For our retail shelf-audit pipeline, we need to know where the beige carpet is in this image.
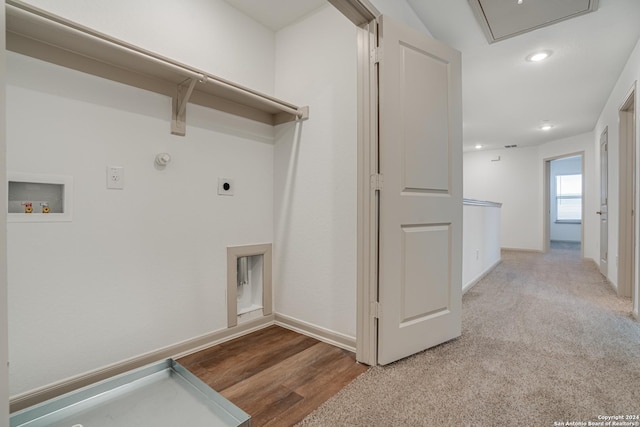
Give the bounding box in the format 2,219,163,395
298,245,640,426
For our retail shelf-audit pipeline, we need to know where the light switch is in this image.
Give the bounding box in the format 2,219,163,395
107,166,124,189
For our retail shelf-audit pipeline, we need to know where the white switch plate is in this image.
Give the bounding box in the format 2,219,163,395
218,178,234,196
107,166,124,189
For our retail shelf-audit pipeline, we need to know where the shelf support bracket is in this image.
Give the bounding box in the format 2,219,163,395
297,106,310,121
171,77,200,136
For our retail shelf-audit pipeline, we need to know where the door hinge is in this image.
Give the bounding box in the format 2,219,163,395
370,173,383,191
371,47,382,64
370,301,381,318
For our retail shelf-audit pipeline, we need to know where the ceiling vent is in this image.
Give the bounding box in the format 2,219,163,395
468,0,599,43
505,144,518,148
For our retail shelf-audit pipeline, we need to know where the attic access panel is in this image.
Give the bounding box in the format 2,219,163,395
468,0,599,43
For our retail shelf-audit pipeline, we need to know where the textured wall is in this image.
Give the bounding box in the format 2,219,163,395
273,5,358,338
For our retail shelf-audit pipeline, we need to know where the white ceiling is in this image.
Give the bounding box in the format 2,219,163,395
224,0,640,151
469,0,596,42
222,0,326,31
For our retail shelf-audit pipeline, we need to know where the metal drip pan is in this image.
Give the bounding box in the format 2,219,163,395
10,359,251,427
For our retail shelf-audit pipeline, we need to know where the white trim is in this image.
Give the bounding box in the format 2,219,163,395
275,313,356,353
355,19,378,367
463,198,502,208
226,243,273,328
9,312,362,413
9,315,274,413
618,82,636,300
327,0,379,26
542,151,585,257
463,258,502,294
501,247,544,253
0,2,9,423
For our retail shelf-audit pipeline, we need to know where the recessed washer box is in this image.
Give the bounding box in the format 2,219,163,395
8,173,73,222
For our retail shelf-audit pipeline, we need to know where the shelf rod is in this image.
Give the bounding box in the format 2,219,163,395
202,76,305,119
7,2,204,82
7,0,310,122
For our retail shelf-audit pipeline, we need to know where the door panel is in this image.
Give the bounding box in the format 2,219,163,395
401,225,450,322
377,15,462,365
402,45,450,192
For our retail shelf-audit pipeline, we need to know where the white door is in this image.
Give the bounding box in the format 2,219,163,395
377,15,462,365
599,127,608,276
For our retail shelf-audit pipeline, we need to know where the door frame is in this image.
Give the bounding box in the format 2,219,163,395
355,18,378,366
618,82,636,300
1,3,10,424
328,0,380,366
332,0,465,363
599,127,609,277
542,152,585,256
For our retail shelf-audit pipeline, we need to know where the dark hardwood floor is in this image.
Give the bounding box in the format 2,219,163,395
178,325,368,427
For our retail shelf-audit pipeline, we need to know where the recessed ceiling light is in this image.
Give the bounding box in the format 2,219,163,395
517,0,523,4
539,123,554,131
475,144,483,149
526,50,552,62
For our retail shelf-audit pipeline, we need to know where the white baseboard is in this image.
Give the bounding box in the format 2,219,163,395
501,247,544,253
10,314,274,413
275,313,356,353
463,258,501,294
9,312,357,413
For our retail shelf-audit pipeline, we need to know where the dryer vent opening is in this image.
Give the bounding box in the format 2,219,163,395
227,243,273,328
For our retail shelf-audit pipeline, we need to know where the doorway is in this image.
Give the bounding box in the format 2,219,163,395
544,153,585,256
618,85,636,300
348,7,463,366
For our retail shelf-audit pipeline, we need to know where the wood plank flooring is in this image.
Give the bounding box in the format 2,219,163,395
178,325,368,427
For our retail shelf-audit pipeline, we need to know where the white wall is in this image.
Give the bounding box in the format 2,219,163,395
20,0,276,94
549,156,582,242
369,0,432,35
464,132,595,259
1,4,10,424
7,0,278,396
462,203,501,292
7,53,275,396
273,5,358,338
464,146,540,251
593,37,640,315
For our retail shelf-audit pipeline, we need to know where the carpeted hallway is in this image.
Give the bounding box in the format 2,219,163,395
298,246,640,426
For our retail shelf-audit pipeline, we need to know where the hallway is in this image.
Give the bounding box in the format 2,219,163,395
298,247,640,426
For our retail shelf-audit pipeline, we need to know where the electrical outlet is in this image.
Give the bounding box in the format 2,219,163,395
107,166,124,189
218,178,234,196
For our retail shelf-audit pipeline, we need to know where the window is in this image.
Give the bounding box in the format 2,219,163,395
556,174,582,222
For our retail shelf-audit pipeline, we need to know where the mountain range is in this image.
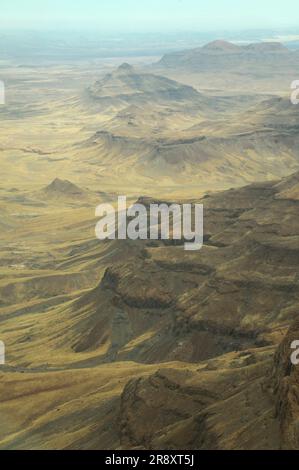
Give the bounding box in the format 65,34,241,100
1,36,299,451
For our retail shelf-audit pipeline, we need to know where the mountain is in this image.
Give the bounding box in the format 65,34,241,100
41,178,86,199
158,40,296,70
201,40,288,54
76,94,299,194
156,40,298,94
202,39,241,52
71,62,298,196
245,42,288,53
87,63,204,106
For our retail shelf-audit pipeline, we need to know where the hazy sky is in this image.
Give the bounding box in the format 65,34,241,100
1,0,299,31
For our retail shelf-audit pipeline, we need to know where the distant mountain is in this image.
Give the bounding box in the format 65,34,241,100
158,40,297,71
87,63,205,105
78,94,299,192
244,42,288,53
201,40,288,54
36,178,111,206
202,39,244,52
84,62,229,142
41,178,85,199
32,178,90,204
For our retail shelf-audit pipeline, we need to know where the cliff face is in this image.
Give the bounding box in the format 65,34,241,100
271,318,299,449
119,349,280,450
117,318,299,451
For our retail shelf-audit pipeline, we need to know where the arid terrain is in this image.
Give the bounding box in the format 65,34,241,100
0,38,299,450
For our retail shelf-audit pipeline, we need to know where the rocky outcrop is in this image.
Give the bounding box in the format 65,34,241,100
271,318,299,449
119,350,280,450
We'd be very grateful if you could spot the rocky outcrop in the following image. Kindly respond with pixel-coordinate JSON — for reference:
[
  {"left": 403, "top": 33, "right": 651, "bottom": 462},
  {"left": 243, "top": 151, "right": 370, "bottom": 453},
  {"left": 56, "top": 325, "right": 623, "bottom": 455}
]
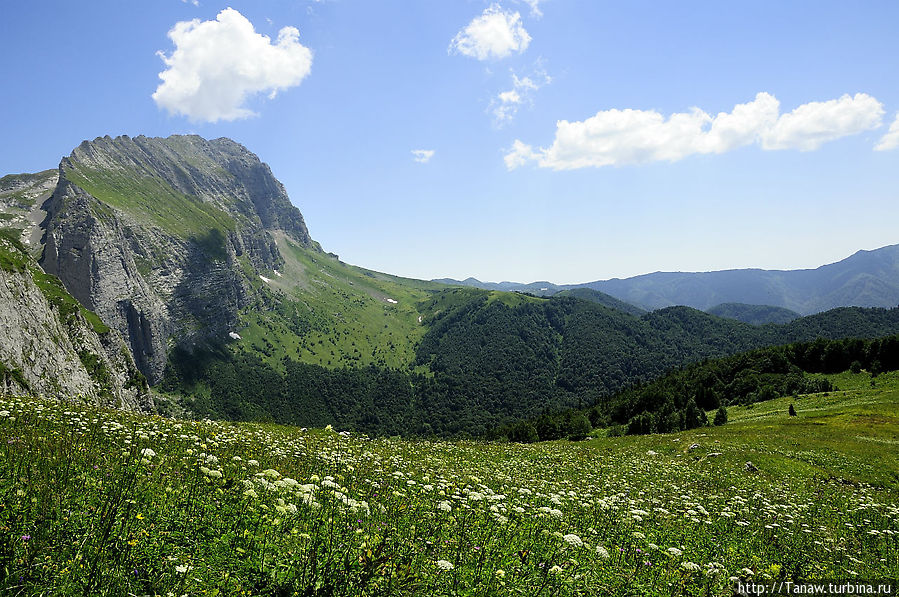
[
  {"left": 0, "top": 235, "right": 151, "bottom": 409},
  {"left": 38, "top": 134, "right": 317, "bottom": 383}
]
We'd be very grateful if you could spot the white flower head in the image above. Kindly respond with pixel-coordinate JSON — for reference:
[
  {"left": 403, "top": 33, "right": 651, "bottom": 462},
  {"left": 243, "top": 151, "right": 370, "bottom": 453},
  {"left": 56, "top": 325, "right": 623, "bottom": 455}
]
[{"left": 436, "top": 559, "right": 454, "bottom": 571}]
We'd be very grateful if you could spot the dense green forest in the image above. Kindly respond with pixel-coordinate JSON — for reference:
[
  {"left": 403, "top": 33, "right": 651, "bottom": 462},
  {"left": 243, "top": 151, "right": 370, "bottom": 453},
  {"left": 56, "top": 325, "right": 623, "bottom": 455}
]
[
  {"left": 498, "top": 334, "right": 899, "bottom": 441},
  {"left": 705, "top": 302, "right": 801, "bottom": 325},
  {"left": 165, "top": 290, "right": 899, "bottom": 437}
]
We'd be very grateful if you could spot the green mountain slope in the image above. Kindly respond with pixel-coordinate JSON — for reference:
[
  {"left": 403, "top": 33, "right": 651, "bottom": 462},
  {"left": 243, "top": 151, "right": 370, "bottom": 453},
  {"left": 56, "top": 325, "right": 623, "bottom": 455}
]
[
  {"left": 552, "top": 287, "right": 646, "bottom": 316},
  {"left": 706, "top": 302, "right": 800, "bottom": 325},
  {"left": 233, "top": 232, "right": 445, "bottom": 370}
]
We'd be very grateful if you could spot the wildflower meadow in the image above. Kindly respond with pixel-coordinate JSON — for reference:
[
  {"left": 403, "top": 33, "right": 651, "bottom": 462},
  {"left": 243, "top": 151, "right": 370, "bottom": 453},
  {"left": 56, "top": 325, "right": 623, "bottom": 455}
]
[{"left": 0, "top": 371, "right": 897, "bottom": 595}]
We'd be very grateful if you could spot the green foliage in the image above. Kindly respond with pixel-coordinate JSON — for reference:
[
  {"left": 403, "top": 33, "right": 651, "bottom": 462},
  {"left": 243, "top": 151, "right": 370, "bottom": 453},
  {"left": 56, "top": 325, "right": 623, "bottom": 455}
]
[
  {"left": 0, "top": 360, "right": 31, "bottom": 392},
  {"left": 714, "top": 405, "right": 728, "bottom": 426},
  {"left": 77, "top": 350, "right": 115, "bottom": 400},
  {"left": 707, "top": 303, "right": 801, "bottom": 325},
  {"left": 506, "top": 421, "right": 539, "bottom": 443},
  {"left": 553, "top": 287, "right": 647, "bottom": 316},
  {"left": 566, "top": 414, "right": 592, "bottom": 441},
  {"left": 0, "top": 229, "right": 28, "bottom": 273}
]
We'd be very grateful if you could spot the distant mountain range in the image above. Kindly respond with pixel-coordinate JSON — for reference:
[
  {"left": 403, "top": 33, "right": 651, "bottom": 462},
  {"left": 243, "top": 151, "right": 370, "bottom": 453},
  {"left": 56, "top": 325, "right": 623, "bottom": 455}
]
[{"left": 436, "top": 243, "right": 899, "bottom": 316}]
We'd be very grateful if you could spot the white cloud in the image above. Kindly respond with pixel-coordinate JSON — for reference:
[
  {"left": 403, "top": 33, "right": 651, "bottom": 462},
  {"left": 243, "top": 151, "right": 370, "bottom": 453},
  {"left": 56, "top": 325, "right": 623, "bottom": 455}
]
[
  {"left": 449, "top": 4, "right": 531, "bottom": 61},
  {"left": 518, "top": 0, "right": 543, "bottom": 18},
  {"left": 874, "top": 113, "right": 899, "bottom": 151},
  {"left": 153, "top": 8, "right": 313, "bottom": 122},
  {"left": 762, "top": 94, "right": 884, "bottom": 151},
  {"left": 506, "top": 92, "right": 885, "bottom": 170},
  {"left": 412, "top": 149, "right": 435, "bottom": 163},
  {"left": 491, "top": 68, "right": 551, "bottom": 125}
]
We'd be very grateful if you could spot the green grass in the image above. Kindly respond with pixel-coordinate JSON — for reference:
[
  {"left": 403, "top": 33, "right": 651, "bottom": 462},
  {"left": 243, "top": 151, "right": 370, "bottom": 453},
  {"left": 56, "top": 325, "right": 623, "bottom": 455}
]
[
  {"left": 1, "top": 374, "right": 896, "bottom": 595},
  {"left": 64, "top": 163, "right": 236, "bottom": 240},
  {"left": 232, "top": 234, "right": 451, "bottom": 371}
]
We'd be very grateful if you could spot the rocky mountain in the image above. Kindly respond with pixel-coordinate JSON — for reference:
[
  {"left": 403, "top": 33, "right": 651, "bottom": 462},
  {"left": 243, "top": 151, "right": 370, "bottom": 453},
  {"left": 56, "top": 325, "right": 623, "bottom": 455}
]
[
  {"left": 438, "top": 243, "right": 899, "bottom": 315},
  {"left": 0, "top": 229, "right": 150, "bottom": 408},
  {"left": 38, "top": 135, "right": 316, "bottom": 383}
]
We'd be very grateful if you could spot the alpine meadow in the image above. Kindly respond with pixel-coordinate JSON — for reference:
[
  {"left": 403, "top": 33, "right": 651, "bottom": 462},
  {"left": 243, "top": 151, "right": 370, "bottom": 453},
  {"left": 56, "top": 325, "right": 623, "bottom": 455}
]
[{"left": 2, "top": 2, "right": 899, "bottom": 596}]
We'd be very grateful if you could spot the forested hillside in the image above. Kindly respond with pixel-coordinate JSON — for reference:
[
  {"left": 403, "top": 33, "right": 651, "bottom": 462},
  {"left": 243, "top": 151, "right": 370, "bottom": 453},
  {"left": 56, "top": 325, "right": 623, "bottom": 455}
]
[
  {"left": 498, "top": 334, "right": 899, "bottom": 442},
  {"left": 706, "top": 302, "right": 800, "bottom": 325},
  {"left": 167, "top": 288, "right": 899, "bottom": 437}
]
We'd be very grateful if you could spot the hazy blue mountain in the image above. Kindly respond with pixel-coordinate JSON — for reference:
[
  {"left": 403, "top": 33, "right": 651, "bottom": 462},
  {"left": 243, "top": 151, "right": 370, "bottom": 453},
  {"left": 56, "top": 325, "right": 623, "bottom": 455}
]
[
  {"left": 438, "top": 244, "right": 899, "bottom": 315},
  {"left": 584, "top": 245, "right": 899, "bottom": 314}
]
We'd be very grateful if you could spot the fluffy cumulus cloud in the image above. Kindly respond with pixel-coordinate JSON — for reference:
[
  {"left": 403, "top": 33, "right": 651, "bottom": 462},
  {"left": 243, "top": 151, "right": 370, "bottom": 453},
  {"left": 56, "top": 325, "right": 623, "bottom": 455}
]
[
  {"left": 506, "top": 92, "right": 885, "bottom": 170},
  {"left": 449, "top": 4, "right": 531, "bottom": 61},
  {"left": 492, "top": 69, "right": 551, "bottom": 125},
  {"left": 762, "top": 94, "right": 884, "bottom": 151},
  {"left": 411, "top": 149, "right": 435, "bottom": 164},
  {"left": 153, "top": 8, "right": 313, "bottom": 122},
  {"left": 874, "top": 113, "right": 899, "bottom": 151}
]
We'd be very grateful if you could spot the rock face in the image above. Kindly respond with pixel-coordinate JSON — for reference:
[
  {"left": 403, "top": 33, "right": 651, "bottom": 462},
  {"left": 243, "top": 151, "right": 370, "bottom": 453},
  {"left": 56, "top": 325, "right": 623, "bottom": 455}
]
[
  {"left": 39, "top": 135, "right": 316, "bottom": 383},
  {"left": 0, "top": 235, "right": 151, "bottom": 409}
]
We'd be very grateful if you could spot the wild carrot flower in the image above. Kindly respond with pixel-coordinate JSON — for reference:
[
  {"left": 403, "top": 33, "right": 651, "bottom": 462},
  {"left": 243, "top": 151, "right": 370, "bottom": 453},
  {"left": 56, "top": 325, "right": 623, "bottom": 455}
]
[
  {"left": 436, "top": 560, "right": 454, "bottom": 571},
  {"left": 562, "top": 534, "right": 583, "bottom": 548}
]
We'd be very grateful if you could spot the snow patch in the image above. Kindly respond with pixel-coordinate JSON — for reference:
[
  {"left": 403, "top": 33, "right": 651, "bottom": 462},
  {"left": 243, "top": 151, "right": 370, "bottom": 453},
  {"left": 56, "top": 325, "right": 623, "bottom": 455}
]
[
  {"left": 259, "top": 275, "right": 271, "bottom": 283},
  {"left": 228, "top": 332, "right": 242, "bottom": 340},
  {"left": 273, "top": 270, "right": 283, "bottom": 277},
  {"left": 386, "top": 298, "right": 398, "bottom": 304}
]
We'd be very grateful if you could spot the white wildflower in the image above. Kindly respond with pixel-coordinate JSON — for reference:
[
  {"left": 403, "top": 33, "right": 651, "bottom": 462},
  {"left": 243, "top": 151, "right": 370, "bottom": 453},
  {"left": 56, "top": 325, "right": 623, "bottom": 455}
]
[
  {"left": 436, "top": 559, "right": 454, "bottom": 571},
  {"left": 562, "top": 533, "right": 583, "bottom": 548}
]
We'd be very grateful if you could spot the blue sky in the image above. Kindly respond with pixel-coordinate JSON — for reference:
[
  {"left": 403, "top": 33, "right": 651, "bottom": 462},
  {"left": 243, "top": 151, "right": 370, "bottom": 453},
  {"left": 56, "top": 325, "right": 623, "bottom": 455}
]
[{"left": 2, "top": 1, "right": 897, "bottom": 283}]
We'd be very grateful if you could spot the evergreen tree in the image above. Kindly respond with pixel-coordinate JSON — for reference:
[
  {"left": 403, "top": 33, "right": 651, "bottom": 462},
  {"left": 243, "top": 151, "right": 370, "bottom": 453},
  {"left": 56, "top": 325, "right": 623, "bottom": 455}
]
[
  {"left": 713, "top": 405, "right": 728, "bottom": 426},
  {"left": 788, "top": 403, "right": 797, "bottom": 417},
  {"left": 568, "top": 414, "right": 592, "bottom": 441}
]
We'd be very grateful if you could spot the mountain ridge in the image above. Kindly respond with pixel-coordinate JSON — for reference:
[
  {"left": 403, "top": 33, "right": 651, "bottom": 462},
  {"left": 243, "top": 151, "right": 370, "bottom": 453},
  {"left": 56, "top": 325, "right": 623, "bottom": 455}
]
[{"left": 437, "top": 243, "right": 899, "bottom": 315}]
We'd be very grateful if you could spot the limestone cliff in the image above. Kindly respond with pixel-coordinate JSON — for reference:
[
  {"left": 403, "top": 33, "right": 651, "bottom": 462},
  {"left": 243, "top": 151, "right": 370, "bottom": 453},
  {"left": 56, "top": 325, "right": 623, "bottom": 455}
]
[
  {"left": 39, "top": 134, "right": 316, "bottom": 383},
  {"left": 0, "top": 232, "right": 151, "bottom": 409}
]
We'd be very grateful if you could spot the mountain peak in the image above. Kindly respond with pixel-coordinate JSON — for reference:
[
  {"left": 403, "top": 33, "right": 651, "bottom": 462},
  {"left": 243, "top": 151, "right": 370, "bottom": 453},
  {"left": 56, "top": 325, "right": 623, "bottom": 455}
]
[
  {"left": 39, "top": 133, "right": 318, "bottom": 382},
  {"left": 63, "top": 134, "right": 312, "bottom": 246}
]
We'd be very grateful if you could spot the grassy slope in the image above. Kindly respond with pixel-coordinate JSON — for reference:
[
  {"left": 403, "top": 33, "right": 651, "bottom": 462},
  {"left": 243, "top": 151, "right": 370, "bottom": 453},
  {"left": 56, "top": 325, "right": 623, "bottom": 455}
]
[
  {"left": 1, "top": 372, "right": 896, "bottom": 595},
  {"left": 64, "top": 163, "right": 237, "bottom": 239},
  {"left": 235, "top": 233, "right": 452, "bottom": 371},
  {"left": 606, "top": 370, "right": 899, "bottom": 489}
]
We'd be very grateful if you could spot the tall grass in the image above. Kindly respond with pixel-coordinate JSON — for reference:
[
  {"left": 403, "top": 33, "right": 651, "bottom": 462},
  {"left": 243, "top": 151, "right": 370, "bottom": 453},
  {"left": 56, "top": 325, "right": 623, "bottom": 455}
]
[{"left": 0, "top": 378, "right": 897, "bottom": 595}]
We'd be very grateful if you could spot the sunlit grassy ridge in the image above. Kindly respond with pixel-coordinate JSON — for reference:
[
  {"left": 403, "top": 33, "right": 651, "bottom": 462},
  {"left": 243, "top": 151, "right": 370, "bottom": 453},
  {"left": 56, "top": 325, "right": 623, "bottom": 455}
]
[
  {"left": 64, "top": 163, "right": 238, "bottom": 241},
  {"left": 1, "top": 373, "right": 896, "bottom": 595},
  {"left": 235, "top": 233, "right": 447, "bottom": 371}
]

------------------------

[ABOUT THIS TASK]
Copy out each line in the preceding records that contains "vent".

[SOLVED EXERCISE]
For our retail shelf-audit pipeline, we need to know where the ceiling vent is in this image.
For our retail shelf-audit pipeline, we need to know where the dryer vent opening is in this image.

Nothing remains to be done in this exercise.